# DATA RECORDS:

---

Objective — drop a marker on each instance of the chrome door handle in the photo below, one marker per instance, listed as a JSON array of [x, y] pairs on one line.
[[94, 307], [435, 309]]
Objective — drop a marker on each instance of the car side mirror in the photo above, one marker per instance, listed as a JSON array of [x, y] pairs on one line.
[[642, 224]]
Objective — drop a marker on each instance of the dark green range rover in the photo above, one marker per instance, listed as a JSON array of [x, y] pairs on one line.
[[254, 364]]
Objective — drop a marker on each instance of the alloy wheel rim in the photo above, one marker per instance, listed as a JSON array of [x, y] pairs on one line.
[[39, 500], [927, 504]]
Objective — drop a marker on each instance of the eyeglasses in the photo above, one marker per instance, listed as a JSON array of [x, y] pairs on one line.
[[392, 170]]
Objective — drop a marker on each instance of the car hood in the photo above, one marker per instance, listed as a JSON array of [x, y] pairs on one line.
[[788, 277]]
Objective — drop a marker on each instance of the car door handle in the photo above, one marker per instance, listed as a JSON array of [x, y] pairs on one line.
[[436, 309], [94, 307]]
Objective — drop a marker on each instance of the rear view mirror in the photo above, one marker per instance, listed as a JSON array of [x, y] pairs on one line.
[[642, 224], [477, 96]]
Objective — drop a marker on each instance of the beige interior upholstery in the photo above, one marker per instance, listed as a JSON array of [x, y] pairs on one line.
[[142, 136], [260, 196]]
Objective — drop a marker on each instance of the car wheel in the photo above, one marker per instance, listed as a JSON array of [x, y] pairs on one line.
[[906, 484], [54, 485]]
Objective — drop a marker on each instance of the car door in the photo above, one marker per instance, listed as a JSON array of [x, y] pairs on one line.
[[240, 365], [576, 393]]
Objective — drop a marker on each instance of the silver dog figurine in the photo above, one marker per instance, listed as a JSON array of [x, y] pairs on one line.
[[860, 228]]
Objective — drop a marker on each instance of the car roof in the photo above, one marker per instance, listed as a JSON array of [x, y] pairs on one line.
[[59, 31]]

---

# TASK OBJECTIVE:
Return each of the records above word for word, with every line unchanged and in its original order.

# RESPONSE:
Objective — drop a marker on each instance of the chrome door handle in the photo below, one marker per instance, listed as a JSON array of [x, y] pairs on one line.
[[94, 307], [435, 309]]
Objective — drop a marker on each instance of the car side mirror in the photo above, one marker per instance, listed as a JSON array of [x, y] pairs on one line.
[[642, 224]]
Objective — drop a marker on each instance of the dark green range rover in the photo above, one marker per instance, listed as a JSON array of [x, y] pairs on one line.
[[254, 364]]
Objective — drop a marker on each instance of the alloy wheel rim in the photo above, one marker per instance, listed as a JSON array of [x, y] pairs on one line.
[[39, 500], [927, 504]]
Objective — drop a marker on each instance of the eyeglasses in the photo above, one marker per instance, listed as a JSON array of [x, y] pairs on one line.
[[392, 170]]
Objective — drop a marker on each instance of the car hood in the photo above, one marker per instance, listed as a JSON array of [x, y] pairs on one line.
[[788, 277]]
Objective — drop a marker on each instance of the car door handle in the photo above, one marker per instance, listed as a JSON array of [x, y] pairs on one line.
[[436, 309], [94, 307]]
Objective — drop a marker on each instance of the rear view mirror in the photo above, one marker per instance, listed as a JSON array of [x, y] pairs on one line.
[[642, 224], [477, 96]]
Objective — drop a marker on each instance of the beige interior upholstery in the photo above, one marker per instance, listed as a JSON array of [x, y] pairs on one line.
[[142, 136], [260, 196]]
Objective — drop a marker on each instance of the car wheel in the photo above, one marker per instance, listed as a JSON array of [x, y] pairs on one line.
[[906, 484], [54, 485]]
Objective — drop a marker on each instance of the car door in the photo above, one marker per instance, listed as a JSON array of [x, y] pairs on one line.
[[240, 365], [576, 393]]
Objective — drop a marker on each instance of the silver dog figurine in the photo above, one marker per instance, listed as a JSON array of [x, y] pairs on one line.
[[860, 228]]
Objective — drop a marker on each instance of the car roof in the photo above, one marker per instance, listed as a JSON array of [x, y] pairs on one line.
[[59, 31]]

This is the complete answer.